• [Artikel]
Golf -Produktion in Wolfsburg: VW bekommt Rückendeckung vom Gericht und kann die benötigten Ersatzteile notfalls beschlagnahmen lassen
Foto: DPAIm Streit mit zwei streikenden Zulieferern aus Sachsen hat Volkswagen einen wichtigen Etappensieg errungen: Die beiden Zulieferer Car Trim aus Plauen und ES Automobilguss aus Schönheide sind laut einer Einstweiligen Verfügung des Landgerichts Braunschweig dazu verpflichtet, VW mit dringend benötigten Ersatzteilen zu beliefern. Gegen diese Verfügung hatte ES Automobilguss Einspruch erhoben. Dieser Einspruch hat jedoch keine aufschiebende Wirkung: Die Verfügung des Landgerichts ist trotz des Einspruchs vollstreckbar, teilte das Landgericht am Freitag mit. VW habe bereits entsprechende Anträge auf "Ermächtigung zur Ersatzvornahme" gestellt.
Das bedeutet: VW kann in Kürze Lastwagen auf den Weg schicken, um die Getriebeteile von ES Guss, die derzeit die Produktion des Golf und des Passat lähmen, notfalls mit Hilfe des Gerichtsvollziehers aus der Halle des Zulieferers zu beschlagnahmen und in die VW-Werke zu transportieren. Dies wäre ein einmaliger Vorgang in der deutschen Automobilindustrie.
Wünschenswert ist dieses Szenario aber für die Wolfsburger nicht. "Am allermeisten sind wir an einer gütlichen Einigung interessiert", betonte ein VW-Sprecher erneut gegenüber manager-magazin.de. Es gebe weiterhin Gespräche mit den beiden Zulieferern, hieß es bei VW. Über deren Verlauf oder deren aktuellen Stand wollte sich der Autokonzern aber auf Nachfrage nicht äußern.
"Zulieferer ist verpflichtet zu liefern. Doch das tut er nicht"

• [Auszüge der Einträge]
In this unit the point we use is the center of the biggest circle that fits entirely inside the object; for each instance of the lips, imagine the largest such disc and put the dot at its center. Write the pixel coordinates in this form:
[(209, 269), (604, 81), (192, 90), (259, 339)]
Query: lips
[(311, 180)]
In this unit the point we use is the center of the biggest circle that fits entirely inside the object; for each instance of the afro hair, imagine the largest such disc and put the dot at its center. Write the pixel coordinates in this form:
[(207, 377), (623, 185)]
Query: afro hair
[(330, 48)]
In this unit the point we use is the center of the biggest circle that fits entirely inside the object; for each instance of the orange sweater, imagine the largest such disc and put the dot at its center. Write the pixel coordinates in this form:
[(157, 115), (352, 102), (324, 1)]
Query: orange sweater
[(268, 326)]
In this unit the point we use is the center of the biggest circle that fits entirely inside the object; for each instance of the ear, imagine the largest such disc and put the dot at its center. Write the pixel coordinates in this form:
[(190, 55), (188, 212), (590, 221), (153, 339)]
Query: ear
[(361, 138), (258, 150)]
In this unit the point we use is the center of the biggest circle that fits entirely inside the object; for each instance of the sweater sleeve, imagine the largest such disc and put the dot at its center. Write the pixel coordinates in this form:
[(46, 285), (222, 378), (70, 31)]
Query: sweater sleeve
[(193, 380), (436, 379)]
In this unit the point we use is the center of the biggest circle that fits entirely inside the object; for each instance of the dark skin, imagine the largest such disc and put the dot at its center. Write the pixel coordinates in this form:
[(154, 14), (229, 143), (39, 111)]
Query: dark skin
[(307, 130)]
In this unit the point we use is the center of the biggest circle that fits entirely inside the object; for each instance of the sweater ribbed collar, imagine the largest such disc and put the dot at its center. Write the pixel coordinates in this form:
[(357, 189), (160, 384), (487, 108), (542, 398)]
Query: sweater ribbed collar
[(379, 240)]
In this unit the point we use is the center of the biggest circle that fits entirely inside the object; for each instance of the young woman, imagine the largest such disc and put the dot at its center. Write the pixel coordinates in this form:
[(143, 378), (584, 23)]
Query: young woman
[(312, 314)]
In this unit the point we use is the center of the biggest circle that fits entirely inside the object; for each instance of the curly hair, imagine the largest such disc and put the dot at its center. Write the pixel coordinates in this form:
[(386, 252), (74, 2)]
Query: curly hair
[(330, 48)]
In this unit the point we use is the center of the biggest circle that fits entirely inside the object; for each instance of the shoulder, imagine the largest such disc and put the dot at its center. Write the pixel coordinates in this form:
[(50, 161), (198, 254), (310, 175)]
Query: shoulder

• [Kurzaufgabe 1]
Gib den Abschnitt des Artikels über den VW-Zulieferstreit von "Das bedeutet: VW" bis "der deutschen Automobilindustrie.", beide Stellen eingeschlossen, wortgetreu wieder.
• [Kurzaufgabe 2]
Nenne alle Städte und Gemeinden, die im Artikel über den VW-Zulieferstreit vorkommen.
Für die Aufgaben sind die Einträge ohne Bedeutung.

• [Ergebnis 1]
Das bedeutet: VW kann in Kürze Lastwagen auf den Weg schicken, um die Getriebeteile von ES Guss, die derzeit die Produktion des Golf und des Passat lähmen, notfalls mit Hilfe des Gerichtsvollziehers aus der Halle des Zulieferers zu beschlagnahmen und in die VW-Werke zu transportieren. Dies wäre ein einmaliger Vorgang in der deutschen Automobilindustrie.

• [Ergebnis 2]
Wolfsburg, Plauen, Schönheide, Braunschweig